**WORK INSTRUCTION 1**
According to the Margery Eloise Kummer biography excerpt below, in what year did she graduate from Sheboygan High School?
**WORK INSTRUCTION 2**
Reproduce word for word the part of the Margery Eloise Kummer biography excerpt below that opens with the words containing "Margery Eloise Kummer" and closes with "acting on radio.".
**WORK INSTRUCTION 3**
Which years appear in the Margery Eloise Kummer biography excerpt below? List every one.

**EXCERPT**
Margery Eloise Kummer (June 17, 1916 – August 24, 2008) was an American radio and television actress.

==Early years==
Kummer was born in Sheboygan, Wisconsin, the daughter of Mr. and Mrs. Martin Kummer. After graduating in 1933 from Sheboygan High School, where she won honors in dramatics, she attended the University of Wisconsin, graduating from its School of Speech. Later, working at the perfume counter in a department store in Chicago allowed her to study "manners of speech, reactions, opinions, and characteristics in general" of women. After working in the store, she began acting on radio.

**DATA FOR ANALYSIS**
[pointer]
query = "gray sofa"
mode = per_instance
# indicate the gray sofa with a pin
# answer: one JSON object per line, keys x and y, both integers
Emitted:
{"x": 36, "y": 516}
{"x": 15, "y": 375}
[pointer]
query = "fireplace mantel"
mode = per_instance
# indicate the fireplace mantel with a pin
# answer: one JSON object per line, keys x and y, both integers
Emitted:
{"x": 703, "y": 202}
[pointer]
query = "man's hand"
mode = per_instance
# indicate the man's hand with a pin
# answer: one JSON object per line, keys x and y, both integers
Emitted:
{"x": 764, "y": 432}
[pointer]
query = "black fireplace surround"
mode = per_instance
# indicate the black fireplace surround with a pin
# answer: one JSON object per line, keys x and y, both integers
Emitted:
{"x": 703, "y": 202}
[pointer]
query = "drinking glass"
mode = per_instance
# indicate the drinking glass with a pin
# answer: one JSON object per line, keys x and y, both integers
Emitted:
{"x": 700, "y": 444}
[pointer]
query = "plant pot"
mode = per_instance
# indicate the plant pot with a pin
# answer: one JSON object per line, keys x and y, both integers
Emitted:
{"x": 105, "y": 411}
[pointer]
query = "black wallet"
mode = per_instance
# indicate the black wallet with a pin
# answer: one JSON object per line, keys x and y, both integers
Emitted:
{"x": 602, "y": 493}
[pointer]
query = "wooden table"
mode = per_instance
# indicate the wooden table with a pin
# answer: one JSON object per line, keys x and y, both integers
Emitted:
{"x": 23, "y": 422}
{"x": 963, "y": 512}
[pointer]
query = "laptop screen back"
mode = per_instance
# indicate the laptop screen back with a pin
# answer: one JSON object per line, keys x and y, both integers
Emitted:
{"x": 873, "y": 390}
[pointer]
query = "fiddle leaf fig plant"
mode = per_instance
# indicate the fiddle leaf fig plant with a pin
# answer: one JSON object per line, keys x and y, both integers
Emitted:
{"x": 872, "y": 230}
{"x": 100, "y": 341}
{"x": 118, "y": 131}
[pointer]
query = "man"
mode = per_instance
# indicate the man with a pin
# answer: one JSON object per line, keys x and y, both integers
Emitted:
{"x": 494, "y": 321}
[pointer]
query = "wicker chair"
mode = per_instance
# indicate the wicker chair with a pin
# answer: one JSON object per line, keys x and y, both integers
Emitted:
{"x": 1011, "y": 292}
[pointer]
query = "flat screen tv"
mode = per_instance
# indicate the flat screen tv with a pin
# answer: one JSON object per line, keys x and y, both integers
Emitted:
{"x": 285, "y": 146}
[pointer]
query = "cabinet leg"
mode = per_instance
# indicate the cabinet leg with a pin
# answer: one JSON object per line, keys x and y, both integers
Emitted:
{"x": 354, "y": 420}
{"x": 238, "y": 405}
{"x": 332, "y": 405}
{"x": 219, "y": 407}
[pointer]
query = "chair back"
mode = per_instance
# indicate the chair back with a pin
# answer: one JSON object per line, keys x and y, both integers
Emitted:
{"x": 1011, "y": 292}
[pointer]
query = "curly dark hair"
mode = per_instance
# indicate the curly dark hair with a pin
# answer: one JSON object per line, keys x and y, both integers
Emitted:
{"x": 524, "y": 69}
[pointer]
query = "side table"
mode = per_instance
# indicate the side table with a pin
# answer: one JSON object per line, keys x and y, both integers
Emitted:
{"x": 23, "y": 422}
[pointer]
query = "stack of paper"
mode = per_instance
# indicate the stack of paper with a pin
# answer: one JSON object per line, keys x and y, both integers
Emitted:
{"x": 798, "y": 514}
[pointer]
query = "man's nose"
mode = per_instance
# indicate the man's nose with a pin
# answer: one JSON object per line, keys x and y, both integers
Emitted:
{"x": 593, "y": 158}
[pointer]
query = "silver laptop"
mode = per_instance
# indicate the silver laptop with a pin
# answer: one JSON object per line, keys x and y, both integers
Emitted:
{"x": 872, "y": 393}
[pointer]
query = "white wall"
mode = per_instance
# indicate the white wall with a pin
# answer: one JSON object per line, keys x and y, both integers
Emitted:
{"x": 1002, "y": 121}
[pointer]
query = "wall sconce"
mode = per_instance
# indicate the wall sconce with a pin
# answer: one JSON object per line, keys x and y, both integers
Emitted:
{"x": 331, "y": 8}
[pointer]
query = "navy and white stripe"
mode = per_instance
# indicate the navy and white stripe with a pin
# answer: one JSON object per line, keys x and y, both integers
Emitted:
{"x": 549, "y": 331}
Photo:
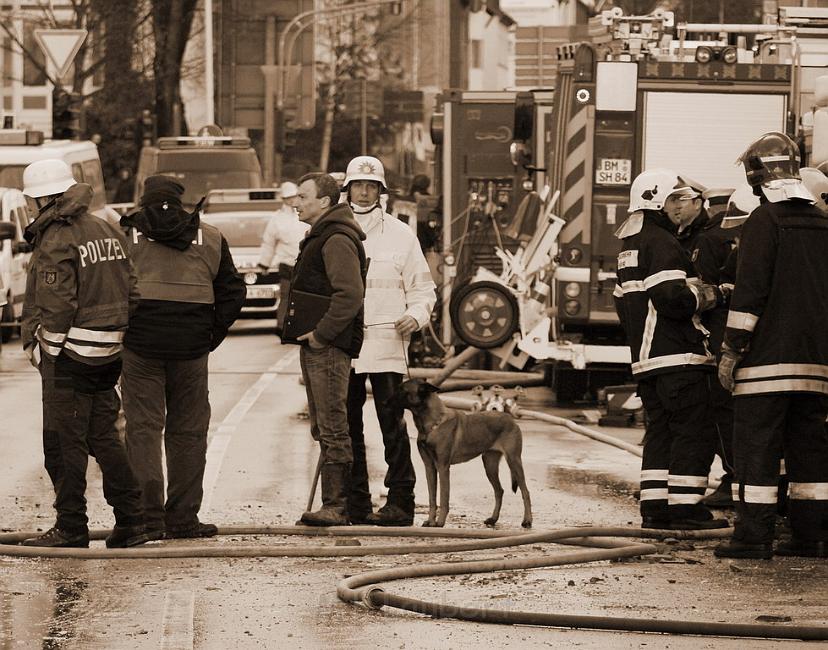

**SOLUTION 1**
1933

**SOLUTION 2**
Margery Eloise Kummer (June 17, 1916 – August 24, 2008) was an American radio and television actress.

==Early years==
Kummer was born in Sheboygan, Wisconsin, the daughter of Mr. and Mrs. Martin Kummer. After graduating in 1933 from Sheboygan High School, where she won honors in dramatics, she attended the University of Wisconsin, graduating from its School of Speech. Later, working at the perfume counter in a department store in Chicago allowed her to study "manners of speech, reactions, opinions, and characteristics in general" of women. After working in the store, she began acting on radio.

**SOLUTION 3**
1916, 2008, 1933